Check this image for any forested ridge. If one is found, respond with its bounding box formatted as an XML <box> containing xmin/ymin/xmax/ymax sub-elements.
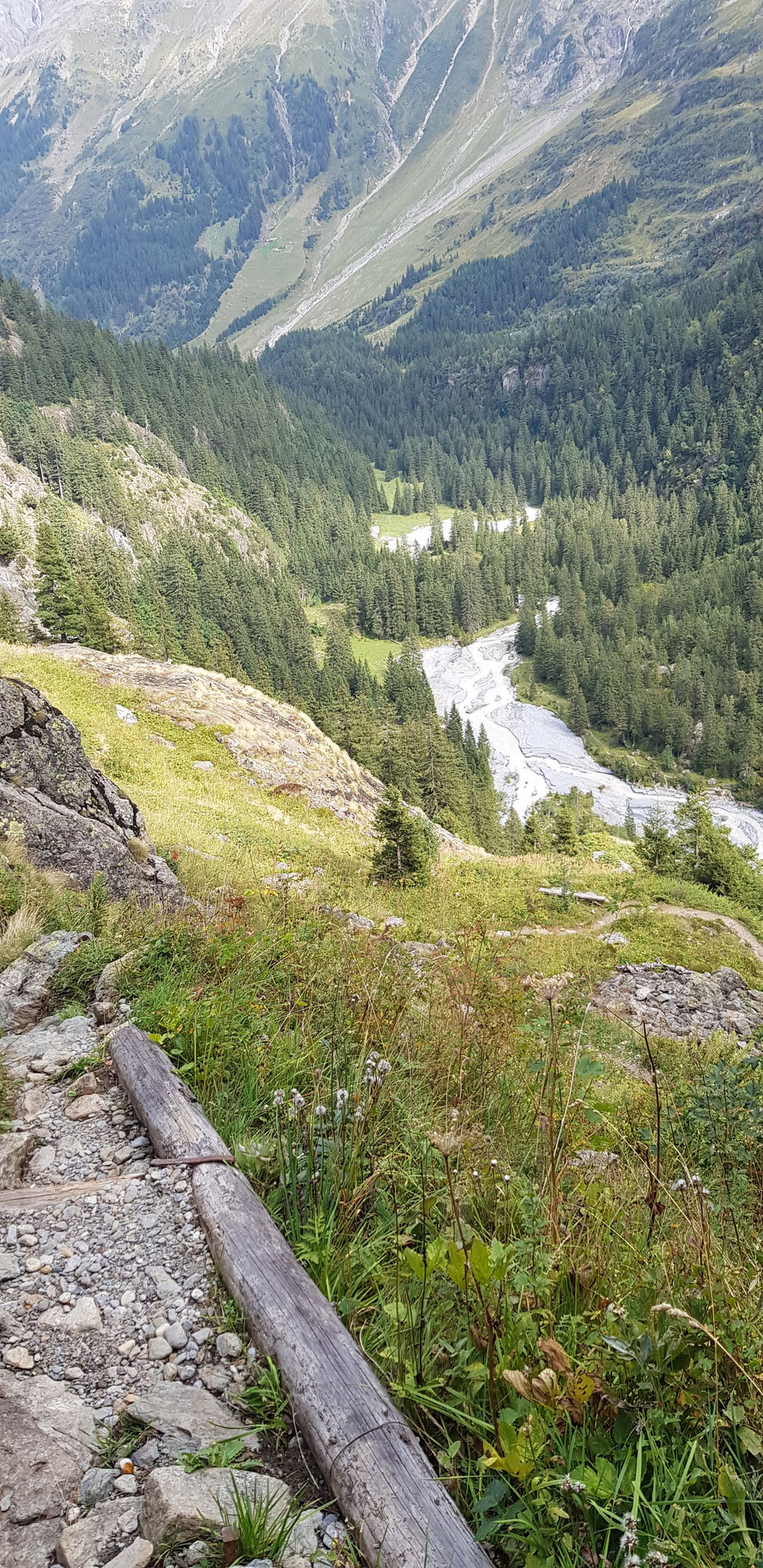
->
<box><xmin>267</xmin><ymin>196</ymin><xmax>763</xmax><ymax>793</ymax></box>
<box><xmin>0</xmin><ymin>279</ymin><xmax>503</xmax><ymax>848</ymax></box>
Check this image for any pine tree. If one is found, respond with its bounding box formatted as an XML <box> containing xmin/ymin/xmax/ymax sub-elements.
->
<box><xmin>371</xmin><ymin>784</ymin><xmax>437</xmax><ymax>887</ymax></box>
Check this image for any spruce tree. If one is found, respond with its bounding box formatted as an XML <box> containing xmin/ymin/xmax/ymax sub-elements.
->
<box><xmin>371</xmin><ymin>784</ymin><xmax>437</xmax><ymax>887</ymax></box>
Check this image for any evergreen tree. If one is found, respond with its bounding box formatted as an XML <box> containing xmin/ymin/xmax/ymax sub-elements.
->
<box><xmin>371</xmin><ymin>786</ymin><xmax>437</xmax><ymax>886</ymax></box>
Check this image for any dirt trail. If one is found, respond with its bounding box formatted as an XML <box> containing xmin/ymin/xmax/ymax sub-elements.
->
<box><xmin>516</xmin><ymin>903</ymin><xmax>763</xmax><ymax>965</ymax></box>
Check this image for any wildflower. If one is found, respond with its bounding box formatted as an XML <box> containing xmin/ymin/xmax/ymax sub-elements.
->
<box><xmin>621</xmin><ymin>1513</ymin><xmax>639</xmax><ymax>1568</ymax></box>
<box><xmin>561</xmin><ymin>1475</ymin><xmax>585</xmax><ymax>1498</ymax></box>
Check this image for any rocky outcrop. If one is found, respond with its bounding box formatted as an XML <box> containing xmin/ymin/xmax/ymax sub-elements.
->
<box><xmin>0</xmin><ymin>679</ymin><xmax>184</xmax><ymax>905</ymax></box>
<box><xmin>51</xmin><ymin>643</ymin><xmax>488</xmax><ymax>859</ymax></box>
<box><xmin>594</xmin><ymin>962</ymin><xmax>763</xmax><ymax>1040</ymax></box>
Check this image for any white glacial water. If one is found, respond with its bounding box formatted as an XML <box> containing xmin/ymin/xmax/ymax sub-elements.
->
<box><xmin>378</xmin><ymin>507</ymin><xmax>540</xmax><ymax>554</ymax></box>
<box><xmin>422</xmin><ymin>626</ymin><xmax>763</xmax><ymax>858</ymax></box>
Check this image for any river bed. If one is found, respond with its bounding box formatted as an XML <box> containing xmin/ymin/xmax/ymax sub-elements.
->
<box><xmin>422</xmin><ymin>626</ymin><xmax>763</xmax><ymax>858</ymax></box>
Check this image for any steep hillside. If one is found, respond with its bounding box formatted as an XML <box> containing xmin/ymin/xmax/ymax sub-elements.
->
<box><xmin>0</xmin><ymin>0</ymin><xmax>667</xmax><ymax>347</ymax></box>
<box><xmin>0</xmin><ymin>646</ymin><xmax>763</xmax><ymax>1568</ymax></box>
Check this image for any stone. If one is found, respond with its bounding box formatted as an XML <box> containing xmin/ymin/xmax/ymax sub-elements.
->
<box><xmin>105</xmin><ymin>1535</ymin><xmax>154</xmax><ymax>1568</ymax></box>
<box><xmin>130</xmin><ymin>1383</ymin><xmax>244</xmax><ymax>1447</ymax></box>
<box><xmin>27</xmin><ymin>1143</ymin><xmax>55</xmax><ymax>1181</ymax></box>
<box><xmin>78</xmin><ymin>1468</ymin><xmax>115</xmax><ymax>1508</ymax></box>
<box><xmin>6</xmin><ymin>1016</ymin><xmax>97</xmax><ymax>1076</ymax></box>
<box><xmin>0</xmin><ymin>1372</ymin><xmax>90</xmax><ymax>1568</ymax></box>
<box><xmin>66</xmin><ymin>1295</ymin><xmax>103</xmax><ymax>1334</ymax></box>
<box><xmin>3</xmin><ymin>1345</ymin><xmax>34</xmax><ymax>1372</ymax></box>
<box><xmin>0</xmin><ymin>1372</ymin><xmax>96</xmax><ymax>1472</ymax></box>
<box><xmin>0</xmin><ymin>1132</ymin><xmax>38</xmax><ymax>1191</ymax></box>
<box><xmin>64</xmin><ymin>1095</ymin><xmax>108</xmax><ymax>1121</ymax></box>
<box><xmin>0</xmin><ymin>681</ymin><xmax>185</xmax><ymax>909</ymax></box>
<box><xmin>139</xmin><ymin>1465</ymin><xmax>289</xmax><ymax>1549</ymax></box>
<box><xmin>592</xmin><ymin>961</ymin><xmax>763</xmax><ymax>1041</ymax></box>
<box><xmin>146</xmin><ymin>1264</ymin><xmax>182</xmax><ymax>1302</ymax></box>
<box><xmin>284</xmin><ymin>1508</ymin><xmax>323</xmax><ymax>1559</ymax></box>
<box><xmin>215</xmin><ymin>1334</ymin><xmax>244</xmax><ymax>1361</ymax></box>
<box><xmin>115</xmin><ymin>1475</ymin><xmax>138</xmax><ymax>1498</ymax></box>
<box><xmin>199</xmin><ymin>1367</ymin><xmax>231</xmax><ymax>1394</ymax></box>
<box><xmin>148</xmin><ymin>1334</ymin><xmax>172</xmax><ymax>1361</ymax></box>
<box><xmin>0</xmin><ymin>928</ymin><xmax>90</xmax><ymax>1055</ymax></box>
<box><xmin>58</xmin><ymin>1498</ymin><xmax>131</xmax><ymax>1568</ymax></box>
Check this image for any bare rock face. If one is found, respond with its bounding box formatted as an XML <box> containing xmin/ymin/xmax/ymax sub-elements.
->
<box><xmin>594</xmin><ymin>962</ymin><xmax>763</xmax><ymax>1040</ymax></box>
<box><xmin>0</xmin><ymin>679</ymin><xmax>184</xmax><ymax>905</ymax></box>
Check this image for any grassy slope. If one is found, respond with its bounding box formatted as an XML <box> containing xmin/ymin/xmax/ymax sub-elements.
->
<box><xmin>0</xmin><ymin>646</ymin><xmax>763</xmax><ymax>1568</ymax></box>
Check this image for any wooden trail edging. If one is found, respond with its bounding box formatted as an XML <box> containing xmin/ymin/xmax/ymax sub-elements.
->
<box><xmin>108</xmin><ymin>1024</ymin><xmax>490</xmax><ymax>1568</ymax></box>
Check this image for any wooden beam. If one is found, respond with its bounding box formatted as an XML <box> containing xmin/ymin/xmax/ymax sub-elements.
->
<box><xmin>108</xmin><ymin>1024</ymin><xmax>490</xmax><ymax>1568</ymax></box>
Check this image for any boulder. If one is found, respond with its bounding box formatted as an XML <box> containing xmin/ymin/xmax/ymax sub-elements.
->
<box><xmin>139</xmin><ymin>1465</ymin><xmax>290</xmax><ymax>1543</ymax></box>
<box><xmin>0</xmin><ymin>1132</ymin><xmax>38</xmax><ymax>1191</ymax></box>
<box><xmin>130</xmin><ymin>1383</ymin><xmax>244</xmax><ymax>1449</ymax></box>
<box><xmin>0</xmin><ymin>1374</ymin><xmax>90</xmax><ymax>1568</ymax></box>
<box><xmin>592</xmin><ymin>961</ymin><xmax>763</xmax><ymax>1040</ymax></box>
<box><xmin>0</xmin><ymin>928</ymin><xmax>90</xmax><ymax>1040</ymax></box>
<box><xmin>22</xmin><ymin>1014</ymin><xmax>97</xmax><ymax>1077</ymax></box>
<box><xmin>58</xmin><ymin>1498</ymin><xmax>137</xmax><ymax>1568</ymax></box>
<box><xmin>105</xmin><ymin>1535</ymin><xmax>154</xmax><ymax>1568</ymax></box>
<box><xmin>0</xmin><ymin>679</ymin><xmax>185</xmax><ymax>909</ymax></box>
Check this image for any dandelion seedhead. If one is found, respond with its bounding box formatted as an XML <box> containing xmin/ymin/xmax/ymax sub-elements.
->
<box><xmin>561</xmin><ymin>1475</ymin><xmax>585</xmax><ymax>1498</ymax></box>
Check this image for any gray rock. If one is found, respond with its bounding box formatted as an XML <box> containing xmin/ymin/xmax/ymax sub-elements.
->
<box><xmin>130</xmin><ymin>1383</ymin><xmax>244</xmax><ymax>1447</ymax></box>
<box><xmin>0</xmin><ymin>1374</ymin><xmax>90</xmax><ymax>1568</ymax></box>
<box><xmin>18</xmin><ymin>1016</ymin><xmax>97</xmax><ymax>1074</ymax></box>
<box><xmin>0</xmin><ymin>681</ymin><xmax>185</xmax><ymax>909</ymax></box>
<box><xmin>0</xmin><ymin>928</ymin><xmax>90</xmax><ymax>1040</ymax></box>
<box><xmin>199</xmin><ymin>1367</ymin><xmax>231</xmax><ymax>1394</ymax></box>
<box><xmin>146</xmin><ymin>1264</ymin><xmax>182</xmax><ymax>1302</ymax></box>
<box><xmin>3</xmin><ymin>1345</ymin><xmax>34</xmax><ymax>1372</ymax></box>
<box><xmin>592</xmin><ymin>962</ymin><xmax>763</xmax><ymax>1040</ymax></box>
<box><xmin>0</xmin><ymin>1132</ymin><xmax>38</xmax><ymax>1191</ymax></box>
<box><xmin>78</xmin><ymin>1468</ymin><xmax>115</xmax><ymax>1508</ymax></box>
<box><xmin>105</xmin><ymin>1535</ymin><xmax>154</xmax><ymax>1568</ymax></box>
<box><xmin>66</xmin><ymin>1295</ymin><xmax>103</xmax><ymax>1334</ymax></box>
<box><xmin>215</xmin><ymin>1334</ymin><xmax>244</xmax><ymax>1361</ymax></box>
<box><xmin>139</xmin><ymin>1465</ymin><xmax>289</xmax><ymax>1549</ymax></box>
<box><xmin>58</xmin><ymin>1498</ymin><xmax>131</xmax><ymax>1568</ymax></box>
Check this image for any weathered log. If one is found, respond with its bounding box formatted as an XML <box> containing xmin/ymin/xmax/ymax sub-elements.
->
<box><xmin>110</xmin><ymin>1024</ymin><xmax>490</xmax><ymax>1568</ymax></box>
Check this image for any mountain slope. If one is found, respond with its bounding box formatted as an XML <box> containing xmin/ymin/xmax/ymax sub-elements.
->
<box><xmin>0</xmin><ymin>0</ymin><xmax>667</xmax><ymax>347</ymax></box>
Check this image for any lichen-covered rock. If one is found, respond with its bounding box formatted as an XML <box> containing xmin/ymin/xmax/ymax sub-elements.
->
<box><xmin>0</xmin><ymin>679</ymin><xmax>184</xmax><ymax>903</ymax></box>
<box><xmin>139</xmin><ymin>1465</ymin><xmax>290</xmax><ymax>1543</ymax></box>
<box><xmin>594</xmin><ymin>962</ymin><xmax>763</xmax><ymax>1040</ymax></box>
<box><xmin>0</xmin><ymin>928</ymin><xmax>88</xmax><ymax>1040</ymax></box>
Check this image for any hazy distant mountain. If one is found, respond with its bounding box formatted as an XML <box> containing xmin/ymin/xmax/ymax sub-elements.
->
<box><xmin>0</xmin><ymin>0</ymin><xmax>760</xmax><ymax>348</ymax></box>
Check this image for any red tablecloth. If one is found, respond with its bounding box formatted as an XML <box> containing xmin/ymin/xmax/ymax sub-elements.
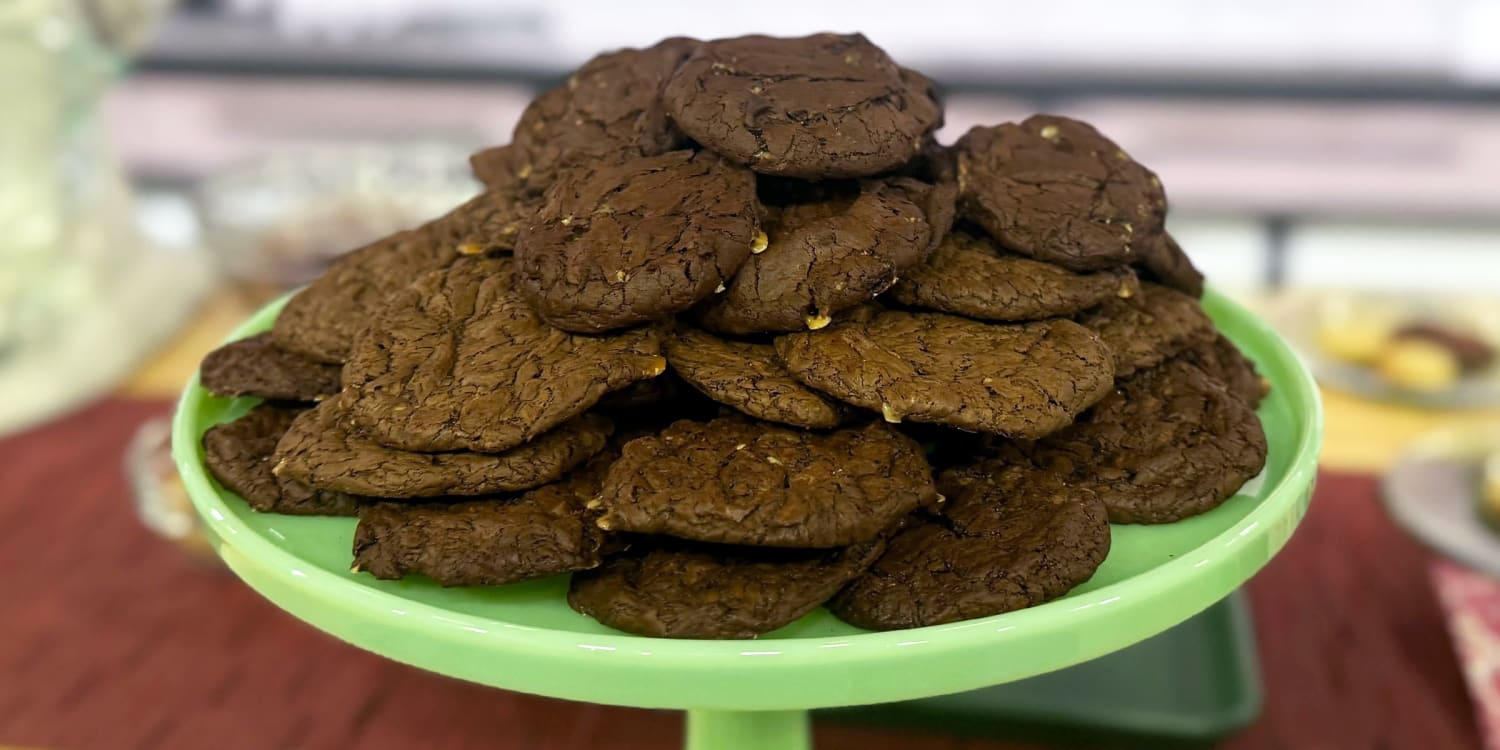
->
<box><xmin>0</xmin><ymin>402</ymin><xmax>1479</xmax><ymax>750</ymax></box>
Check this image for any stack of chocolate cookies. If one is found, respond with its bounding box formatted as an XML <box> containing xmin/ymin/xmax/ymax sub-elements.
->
<box><xmin>201</xmin><ymin>35</ymin><xmax>1266</xmax><ymax>638</ymax></box>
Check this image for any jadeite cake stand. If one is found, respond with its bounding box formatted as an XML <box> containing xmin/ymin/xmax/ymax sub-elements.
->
<box><xmin>173</xmin><ymin>293</ymin><xmax>1323</xmax><ymax>750</ymax></box>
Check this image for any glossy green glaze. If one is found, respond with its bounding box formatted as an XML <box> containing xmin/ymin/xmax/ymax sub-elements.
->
<box><xmin>173</xmin><ymin>293</ymin><xmax>1323</xmax><ymax>720</ymax></box>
* * *
(Task to carry out)
Take the line in which "Check this image for any stack" occurs and each subsequent line through the end; give these lines again without alteration.

(Task response)
Check this image for any stack of chocolate cookies. If one is found, respond with its bounding box formatted as an XML <box> containing xmin/ymin/xmax/ymax sub-elements.
->
<box><xmin>201</xmin><ymin>35</ymin><xmax>1266</xmax><ymax>638</ymax></box>
Check this image for any jadeite cake stand. If one is found, respond with its bounding box formatted as an XML <box> containing xmin/ymin/xmax/ymax sub-elements.
->
<box><xmin>173</xmin><ymin>293</ymin><xmax>1323</xmax><ymax>750</ymax></box>
Check this image for any glossy green glaze. If one is found, respond with its bounding box formatted as an XML <box> containing xmin/ymin/xmax/ymax sub-elements.
->
<box><xmin>173</xmin><ymin>293</ymin><xmax>1323</xmax><ymax>720</ymax></box>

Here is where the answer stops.